START Dataset extract

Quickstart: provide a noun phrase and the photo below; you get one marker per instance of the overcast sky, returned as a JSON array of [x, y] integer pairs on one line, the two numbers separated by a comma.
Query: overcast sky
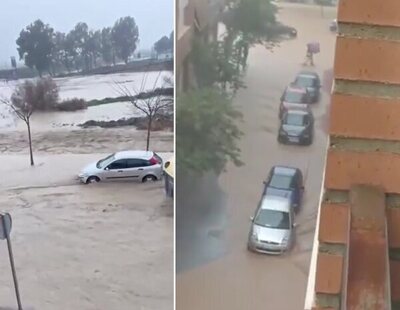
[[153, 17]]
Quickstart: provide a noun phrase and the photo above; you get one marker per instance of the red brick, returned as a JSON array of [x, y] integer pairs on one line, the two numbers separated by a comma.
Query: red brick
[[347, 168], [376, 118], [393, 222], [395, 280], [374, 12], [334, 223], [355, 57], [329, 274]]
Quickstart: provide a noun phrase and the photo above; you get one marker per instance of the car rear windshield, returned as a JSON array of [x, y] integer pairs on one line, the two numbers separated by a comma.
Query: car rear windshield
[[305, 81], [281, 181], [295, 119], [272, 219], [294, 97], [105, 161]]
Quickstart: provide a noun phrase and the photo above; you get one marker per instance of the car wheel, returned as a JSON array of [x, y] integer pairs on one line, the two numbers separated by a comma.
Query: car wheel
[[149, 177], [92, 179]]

END Dataset extract
START Dataset extract

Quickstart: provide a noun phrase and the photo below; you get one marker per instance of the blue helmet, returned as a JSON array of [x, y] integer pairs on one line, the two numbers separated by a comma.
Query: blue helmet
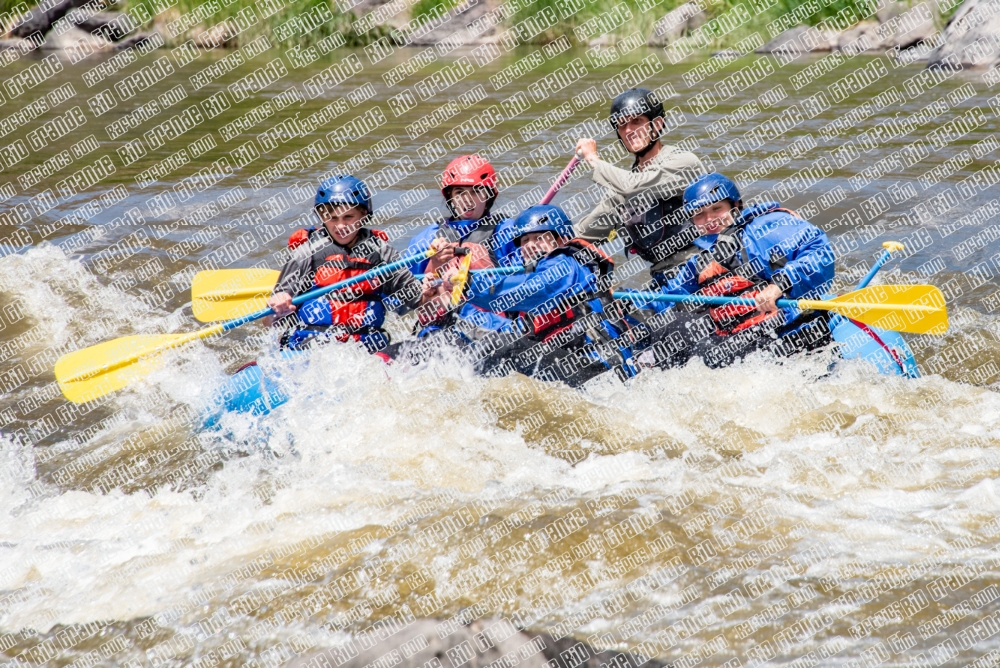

END Dataset extract

The answer is those lines of the material above that run from the one containing "of the overcast" up to and including the one containing "the car rear", restated exactly and without images.

Quickstart: provide a noun phrase and the photo below; you get one marker per instance of the overcast sky, returned as a JSON array of [x, y] integer pairs on one line, the two numbers separated by a comma.
Query: overcast sky
[[153, 17]]
Quickstart: provide a noun phrase and the photo above; you get one marker per instance of the red brick, returned as a JSON array of [x, y] integer pairs on one line, the two numbers separated by a comma.
Query: red brick
[[347, 168], [376, 118], [393, 222], [395, 280], [374, 12], [334, 223], [355, 57], [329, 274]]
Quickstart: provide a noun phrase and the photo above; you get one marker per instance of the car rear windshield, returned as a JSON array of [x, y] integer pairs on one line, the two numbers separated by a comma.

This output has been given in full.